## Estratto della pagina
======
È il mestiere dell’armatore. Ecco, c’è anche il Fattore F, come fratelli. Ci sono, in unità sinfonica, ciascuno con la sua nota, ma riconoscendo che chi compone l’armonia è e sarà Marina: ciascuno con le sue qualità e tigne, in Duomo si sono dislocati in ordinata fila. Per età e non per sesso, accettando la supremazia affettiva di colei che il padre ha tenuto nei momenti dell’agonia accanto a sé come sposa: Marta. Marina e gli altri figli hanno lasciato che il carisma del genitore durasse oltre la morte, consegnando il posto più vicino al corpo dell’amato, e al duro legno della bara, a lei. Fattore M come Marina anzitutto ma anche come Marta. Fattore F come Fratelli e come Fascina. Il cui ruolo si capirà meglio all’apertura del testamento la settimana prossima. Ma le promesse sono di armonia. Eppure, diciamolo, dopo re Silvio adesso lo scettro è della Regina, e la casata Berlusconi funziona come i Windsor, ed è e sarà Marina. Al diavolo gli inglesi, scommetto sarà una Regina alla maniera dell’imperatrice Maria Teresa d’Austria, amatissima in Lombardia per la sostanza del comando, lo sfrondamento burocratico, la capacità di delega, salvo prendere la decisione in solitudine: anzitutto il benessere del popolo. E Marina è fatta di questa pasta: saggezza, prudenza, consolidamento, modernità, così ha governato in questi 27 anni (oggi ne ha 57) Mondadori e l’intera holding familiare, e cioè Fininvest. Certo un conto è agire come gran visir del Sultano, coperta da un mantello di affetto e con la consapevolezza che, come capita alle guglie, sarebbe stato il padre Silvio ad attirare le folgori. Berlusconi senior ha agito da parafulmini proteggendo la casa e educando i figli alla pugna della competizione e a reagire a odio e invidia, intanto li proteggeva, apriva le ali di aquila sulla covata dei 5 figli. Marina adesso si ritrova ad essere la Berlusconi n. 1, va d’accordo con i fratelli, ma il nome Berlusconi - onore ed oneri - spetta anzitutto a lei.
======
## Obiettivo A
Elenca le qualità di cui, secondo il brano, Marina è «fatta».
Il brano e l'elenco sono materiali distinti e indipendenti.
======
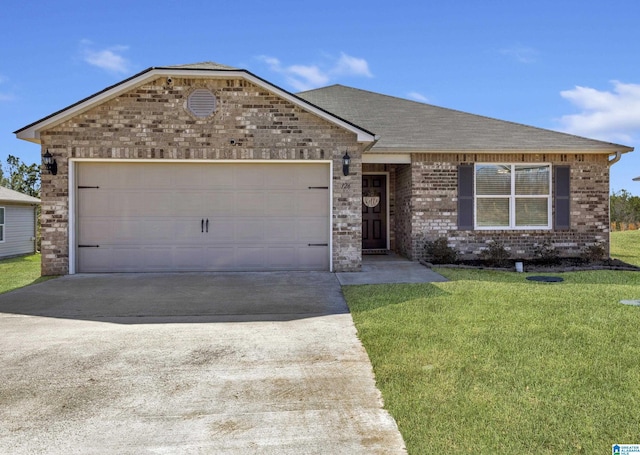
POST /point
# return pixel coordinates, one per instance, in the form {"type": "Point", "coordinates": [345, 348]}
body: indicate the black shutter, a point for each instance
{"type": "Point", "coordinates": [562, 193]}
{"type": "Point", "coordinates": [465, 197]}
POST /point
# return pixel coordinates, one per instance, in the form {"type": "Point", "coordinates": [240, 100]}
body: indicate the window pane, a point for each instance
{"type": "Point", "coordinates": [493, 179]}
{"type": "Point", "coordinates": [532, 212]}
{"type": "Point", "coordinates": [492, 212]}
{"type": "Point", "coordinates": [532, 180]}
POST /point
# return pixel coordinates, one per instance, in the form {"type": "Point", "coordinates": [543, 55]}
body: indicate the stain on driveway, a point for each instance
{"type": "Point", "coordinates": [187, 363]}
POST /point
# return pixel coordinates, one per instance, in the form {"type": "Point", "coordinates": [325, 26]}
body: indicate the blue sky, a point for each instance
{"type": "Point", "coordinates": [566, 65]}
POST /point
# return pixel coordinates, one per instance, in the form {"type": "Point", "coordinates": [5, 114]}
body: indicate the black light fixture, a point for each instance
{"type": "Point", "coordinates": [50, 163]}
{"type": "Point", "coordinates": [346, 161]}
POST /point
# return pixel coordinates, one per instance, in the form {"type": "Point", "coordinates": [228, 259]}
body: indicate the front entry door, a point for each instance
{"type": "Point", "coordinates": [374, 212]}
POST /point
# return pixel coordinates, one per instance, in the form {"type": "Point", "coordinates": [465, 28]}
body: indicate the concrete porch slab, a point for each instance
{"type": "Point", "coordinates": [389, 269]}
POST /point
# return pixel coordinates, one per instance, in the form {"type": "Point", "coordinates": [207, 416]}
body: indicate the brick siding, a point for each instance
{"type": "Point", "coordinates": [432, 206]}
{"type": "Point", "coordinates": [152, 122]}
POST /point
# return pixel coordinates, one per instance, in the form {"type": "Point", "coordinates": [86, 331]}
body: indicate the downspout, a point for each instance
{"type": "Point", "coordinates": [610, 163]}
{"type": "Point", "coordinates": [615, 159]}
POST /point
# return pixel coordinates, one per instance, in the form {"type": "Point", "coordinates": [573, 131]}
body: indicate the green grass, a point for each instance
{"type": "Point", "coordinates": [625, 245]}
{"type": "Point", "coordinates": [491, 363]}
{"type": "Point", "coordinates": [19, 272]}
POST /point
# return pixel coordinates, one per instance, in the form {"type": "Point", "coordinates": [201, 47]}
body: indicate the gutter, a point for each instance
{"type": "Point", "coordinates": [615, 159]}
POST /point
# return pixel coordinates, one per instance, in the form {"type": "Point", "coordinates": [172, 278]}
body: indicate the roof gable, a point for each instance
{"type": "Point", "coordinates": [411, 126]}
{"type": "Point", "coordinates": [7, 195]}
{"type": "Point", "coordinates": [32, 131]}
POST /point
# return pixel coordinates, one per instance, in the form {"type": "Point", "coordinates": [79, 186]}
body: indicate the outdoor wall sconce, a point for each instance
{"type": "Point", "coordinates": [346, 161]}
{"type": "Point", "coordinates": [50, 163]}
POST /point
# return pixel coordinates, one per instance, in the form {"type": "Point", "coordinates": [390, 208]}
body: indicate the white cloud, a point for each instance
{"type": "Point", "coordinates": [307, 77]}
{"type": "Point", "coordinates": [607, 115]}
{"type": "Point", "coordinates": [109, 59]}
{"type": "Point", "coordinates": [522, 54]}
{"type": "Point", "coordinates": [417, 97]}
{"type": "Point", "coordinates": [351, 66]}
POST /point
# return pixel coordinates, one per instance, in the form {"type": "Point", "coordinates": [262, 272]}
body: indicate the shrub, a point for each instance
{"type": "Point", "coordinates": [496, 255]}
{"type": "Point", "coordinates": [594, 253]}
{"type": "Point", "coordinates": [438, 251]}
{"type": "Point", "coordinates": [545, 253]}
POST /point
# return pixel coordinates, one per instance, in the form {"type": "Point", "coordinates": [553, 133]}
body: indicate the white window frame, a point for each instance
{"type": "Point", "coordinates": [512, 200]}
{"type": "Point", "coordinates": [3, 229]}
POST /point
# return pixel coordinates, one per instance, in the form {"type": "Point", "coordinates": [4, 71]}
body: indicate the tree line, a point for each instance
{"type": "Point", "coordinates": [19, 176]}
{"type": "Point", "coordinates": [624, 210]}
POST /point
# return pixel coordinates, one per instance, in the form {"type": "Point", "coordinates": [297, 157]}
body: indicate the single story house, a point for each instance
{"type": "Point", "coordinates": [18, 223]}
{"type": "Point", "coordinates": [205, 167]}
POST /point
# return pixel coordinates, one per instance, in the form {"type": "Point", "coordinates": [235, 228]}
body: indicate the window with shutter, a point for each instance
{"type": "Point", "coordinates": [1, 224]}
{"type": "Point", "coordinates": [512, 196]}
{"type": "Point", "coordinates": [562, 179]}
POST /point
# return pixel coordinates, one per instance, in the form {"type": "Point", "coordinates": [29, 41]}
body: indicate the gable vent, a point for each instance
{"type": "Point", "coordinates": [201, 103]}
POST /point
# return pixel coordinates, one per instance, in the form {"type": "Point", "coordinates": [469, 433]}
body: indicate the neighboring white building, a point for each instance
{"type": "Point", "coordinates": [17, 223]}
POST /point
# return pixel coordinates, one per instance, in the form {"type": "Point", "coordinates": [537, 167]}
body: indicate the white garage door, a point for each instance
{"type": "Point", "coordinates": [150, 217]}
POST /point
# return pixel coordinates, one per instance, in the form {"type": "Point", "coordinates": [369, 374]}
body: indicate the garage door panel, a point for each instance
{"type": "Point", "coordinates": [94, 259]}
{"type": "Point", "coordinates": [309, 258]}
{"type": "Point", "coordinates": [221, 230]}
{"type": "Point", "coordinates": [164, 230]}
{"type": "Point", "coordinates": [150, 217]}
{"type": "Point", "coordinates": [96, 230]}
{"type": "Point", "coordinates": [219, 258]}
{"type": "Point", "coordinates": [92, 202]}
{"type": "Point", "coordinates": [249, 230]}
{"type": "Point", "coordinates": [281, 257]}
{"type": "Point", "coordinates": [251, 203]}
{"type": "Point", "coordinates": [281, 203]}
{"type": "Point", "coordinates": [250, 257]}
{"type": "Point", "coordinates": [281, 229]}
{"type": "Point", "coordinates": [250, 176]}
{"type": "Point", "coordinates": [158, 258]}
{"type": "Point", "coordinates": [312, 203]}
{"type": "Point", "coordinates": [219, 203]}
{"type": "Point", "coordinates": [312, 230]}
{"type": "Point", "coordinates": [189, 258]}
{"type": "Point", "coordinates": [126, 230]}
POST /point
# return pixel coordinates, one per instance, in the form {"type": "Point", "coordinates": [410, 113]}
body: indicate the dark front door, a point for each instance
{"type": "Point", "coordinates": [374, 212]}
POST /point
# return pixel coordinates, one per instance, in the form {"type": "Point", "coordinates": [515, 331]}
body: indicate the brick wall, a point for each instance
{"type": "Point", "coordinates": [434, 205]}
{"type": "Point", "coordinates": [152, 122]}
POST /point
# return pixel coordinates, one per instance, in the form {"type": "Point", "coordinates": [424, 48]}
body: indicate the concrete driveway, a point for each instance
{"type": "Point", "coordinates": [265, 363]}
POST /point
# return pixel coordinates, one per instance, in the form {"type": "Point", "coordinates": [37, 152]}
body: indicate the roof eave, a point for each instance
{"type": "Point", "coordinates": [604, 150]}
{"type": "Point", "coordinates": [32, 131]}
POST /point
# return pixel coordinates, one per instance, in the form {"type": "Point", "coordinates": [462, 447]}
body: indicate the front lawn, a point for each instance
{"type": "Point", "coordinates": [18, 272]}
{"type": "Point", "coordinates": [491, 363]}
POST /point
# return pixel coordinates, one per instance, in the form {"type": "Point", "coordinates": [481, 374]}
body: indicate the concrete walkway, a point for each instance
{"type": "Point", "coordinates": [253, 363]}
{"type": "Point", "coordinates": [388, 269]}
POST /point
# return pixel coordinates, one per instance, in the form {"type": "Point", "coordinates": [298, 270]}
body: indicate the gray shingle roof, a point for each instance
{"type": "Point", "coordinates": [405, 125]}
{"type": "Point", "coordinates": [7, 195]}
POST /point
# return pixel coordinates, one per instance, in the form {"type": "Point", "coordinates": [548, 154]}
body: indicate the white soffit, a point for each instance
{"type": "Point", "coordinates": [32, 132]}
{"type": "Point", "coordinates": [386, 158]}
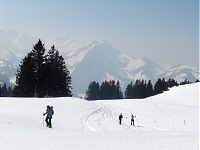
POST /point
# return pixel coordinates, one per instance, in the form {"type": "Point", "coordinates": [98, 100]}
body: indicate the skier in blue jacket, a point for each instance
{"type": "Point", "coordinates": [49, 113]}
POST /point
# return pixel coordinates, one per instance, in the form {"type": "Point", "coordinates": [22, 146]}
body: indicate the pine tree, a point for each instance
{"type": "Point", "coordinates": [93, 91]}
{"type": "Point", "coordinates": [25, 78]}
{"type": "Point", "coordinates": [42, 75]}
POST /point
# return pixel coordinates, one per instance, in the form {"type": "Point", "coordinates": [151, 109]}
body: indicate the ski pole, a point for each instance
{"type": "Point", "coordinates": [137, 121]}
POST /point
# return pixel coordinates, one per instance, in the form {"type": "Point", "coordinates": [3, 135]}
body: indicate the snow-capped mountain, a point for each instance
{"type": "Point", "coordinates": [87, 62]}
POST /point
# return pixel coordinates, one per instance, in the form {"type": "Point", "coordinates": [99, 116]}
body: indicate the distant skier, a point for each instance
{"type": "Point", "coordinates": [49, 112]}
{"type": "Point", "coordinates": [132, 119]}
{"type": "Point", "coordinates": [120, 118]}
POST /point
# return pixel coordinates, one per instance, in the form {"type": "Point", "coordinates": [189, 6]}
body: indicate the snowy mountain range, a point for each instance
{"type": "Point", "coordinates": [94, 61]}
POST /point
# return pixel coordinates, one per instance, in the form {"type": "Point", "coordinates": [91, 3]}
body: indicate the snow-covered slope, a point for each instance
{"type": "Point", "coordinates": [166, 121]}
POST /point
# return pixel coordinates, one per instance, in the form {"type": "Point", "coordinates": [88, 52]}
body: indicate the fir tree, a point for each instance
{"type": "Point", "coordinates": [39, 75]}
{"type": "Point", "coordinates": [93, 91]}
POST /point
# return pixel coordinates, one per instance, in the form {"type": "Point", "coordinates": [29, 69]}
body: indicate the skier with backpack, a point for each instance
{"type": "Point", "coordinates": [49, 113]}
{"type": "Point", "coordinates": [132, 120]}
{"type": "Point", "coordinates": [120, 119]}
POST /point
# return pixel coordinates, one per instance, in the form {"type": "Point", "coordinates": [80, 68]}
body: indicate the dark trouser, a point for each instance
{"type": "Point", "coordinates": [120, 121]}
{"type": "Point", "coordinates": [48, 121]}
{"type": "Point", "coordinates": [132, 122]}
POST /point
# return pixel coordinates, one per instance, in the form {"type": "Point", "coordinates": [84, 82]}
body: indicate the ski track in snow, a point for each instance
{"type": "Point", "coordinates": [106, 112]}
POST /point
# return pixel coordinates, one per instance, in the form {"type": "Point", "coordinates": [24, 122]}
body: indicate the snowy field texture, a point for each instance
{"type": "Point", "coordinates": [169, 121]}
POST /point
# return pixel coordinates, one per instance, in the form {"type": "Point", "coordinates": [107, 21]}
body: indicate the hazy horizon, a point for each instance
{"type": "Point", "coordinates": [165, 31]}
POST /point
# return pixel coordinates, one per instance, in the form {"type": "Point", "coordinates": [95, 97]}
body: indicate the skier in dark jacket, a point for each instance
{"type": "Point", "coordinates": [132, 119]}
{"type": "Point", "coordinates": [120, 119]}
{"type": "Point", "coordinates": [49, 113]}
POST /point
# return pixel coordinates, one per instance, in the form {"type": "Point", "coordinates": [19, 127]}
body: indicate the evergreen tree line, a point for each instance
{"type": "Point", "coordinates": [140, 89]}
{"type": "Point", "coordinates": [41, 75]}
{"type": "Point", "coordinates": [6, 91]}
{"type": "Point", "coordinates": [107, 90]}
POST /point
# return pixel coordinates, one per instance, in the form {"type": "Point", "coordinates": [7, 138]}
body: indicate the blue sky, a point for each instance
{"type": "Point", "coordinates": [166, 31]}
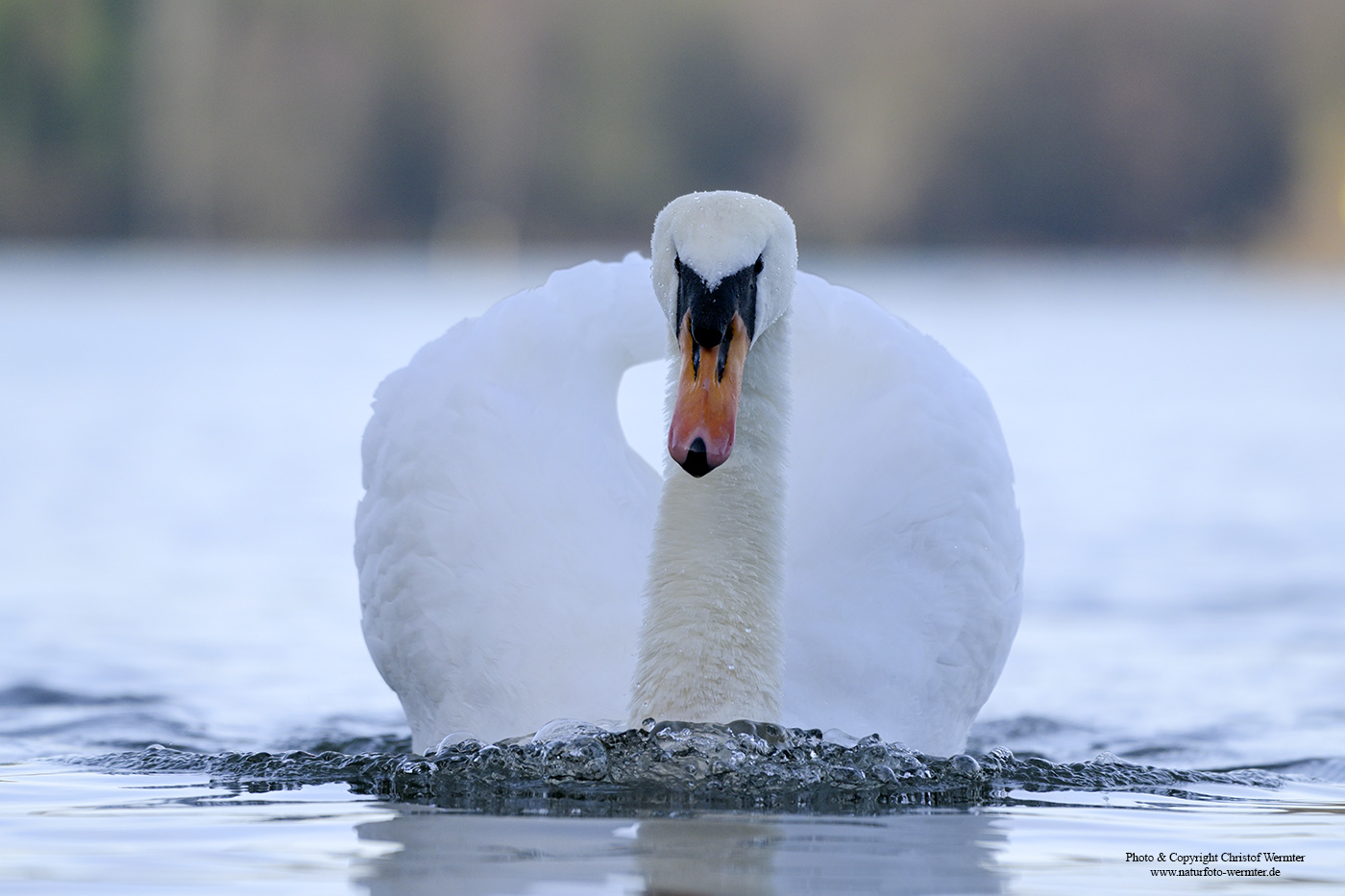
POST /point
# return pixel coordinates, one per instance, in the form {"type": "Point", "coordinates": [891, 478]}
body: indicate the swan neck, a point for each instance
{"type": "Point", "coordinates": [712, 641]}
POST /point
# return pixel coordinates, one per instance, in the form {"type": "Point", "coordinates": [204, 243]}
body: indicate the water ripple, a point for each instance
{"type": "Point", "coordinates": [578, 768]}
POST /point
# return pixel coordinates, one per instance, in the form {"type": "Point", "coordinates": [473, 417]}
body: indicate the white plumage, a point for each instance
{"type": "Point", "coordinates": [504, 537]}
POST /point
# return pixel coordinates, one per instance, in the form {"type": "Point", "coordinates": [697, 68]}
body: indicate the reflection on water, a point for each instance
{"type": "Point", "coordinates": [178, 475]}
{"type": "Point", "coordinates": [938, 852]}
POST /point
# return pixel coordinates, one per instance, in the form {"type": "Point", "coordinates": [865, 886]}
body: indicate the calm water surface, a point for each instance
{"type": "Point", "coordinates": [178, 473]}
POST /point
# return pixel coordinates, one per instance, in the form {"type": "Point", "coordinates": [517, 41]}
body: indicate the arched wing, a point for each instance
{"type": "Point", "coordinates": [904, 581]}
{"type": "Point", "coordinates": [503, 536]}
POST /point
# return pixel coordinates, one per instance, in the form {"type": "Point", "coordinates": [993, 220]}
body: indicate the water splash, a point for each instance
{"type": "Point", "coordinates": [668, 767]}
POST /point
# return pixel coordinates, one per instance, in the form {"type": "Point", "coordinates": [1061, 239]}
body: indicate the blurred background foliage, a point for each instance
{"type": "Point", "coordinates": [1035, 123]}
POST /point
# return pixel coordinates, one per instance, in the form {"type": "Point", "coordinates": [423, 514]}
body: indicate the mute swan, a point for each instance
{"type": "Point", "coordinates": [854, 563]}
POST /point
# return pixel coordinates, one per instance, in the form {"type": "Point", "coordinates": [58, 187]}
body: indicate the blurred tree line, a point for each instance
{"type": "Point", "coordinates": [1122, 123]}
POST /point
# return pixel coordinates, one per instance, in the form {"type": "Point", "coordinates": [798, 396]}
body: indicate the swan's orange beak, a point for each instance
{"type": "Point", "coordinates": [706, 412]}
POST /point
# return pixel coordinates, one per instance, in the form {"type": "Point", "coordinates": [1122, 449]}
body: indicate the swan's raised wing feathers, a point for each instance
{"type": "Point", "coordinates": [503, 537]}
{"type": "Point", "coordinates": [903, 586]}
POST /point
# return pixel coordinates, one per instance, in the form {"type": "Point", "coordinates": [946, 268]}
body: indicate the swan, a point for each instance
{"type": "Point", "coordinates": [834, 541]}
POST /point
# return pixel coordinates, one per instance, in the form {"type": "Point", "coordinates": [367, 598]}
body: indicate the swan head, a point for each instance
{"type": "Point", "coordinates": [723, 267]}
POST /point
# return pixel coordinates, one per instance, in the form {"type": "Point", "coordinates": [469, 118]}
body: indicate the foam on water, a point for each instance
{"type": "Point", "coordinates": [670, 767]}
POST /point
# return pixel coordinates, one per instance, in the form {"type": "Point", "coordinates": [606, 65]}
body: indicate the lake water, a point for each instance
{"type": "Point", "coordinates": [179, 463]}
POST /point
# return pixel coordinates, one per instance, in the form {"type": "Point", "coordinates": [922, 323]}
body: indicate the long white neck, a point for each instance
{"type": "Point", "coordinates": [712, 644]}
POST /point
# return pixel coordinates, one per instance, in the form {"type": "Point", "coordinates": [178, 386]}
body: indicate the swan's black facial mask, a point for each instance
{"type": "Point", "coordinates": [713, 309]}
{"type": "Point", "coordinates": [713, 332]}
======
## Obiettivo B
Raccogli tutte le righe dell'elenco in cui compare la parola "front".

## Risposta svolta A
saggezza, prudenza, consolidamento, modernità

## Risposta svolta B
body: indicate the front entry door, a point for each instance
body: indicate the dark front door, a point for each instance
body: indicate the front lawn, a point for each instance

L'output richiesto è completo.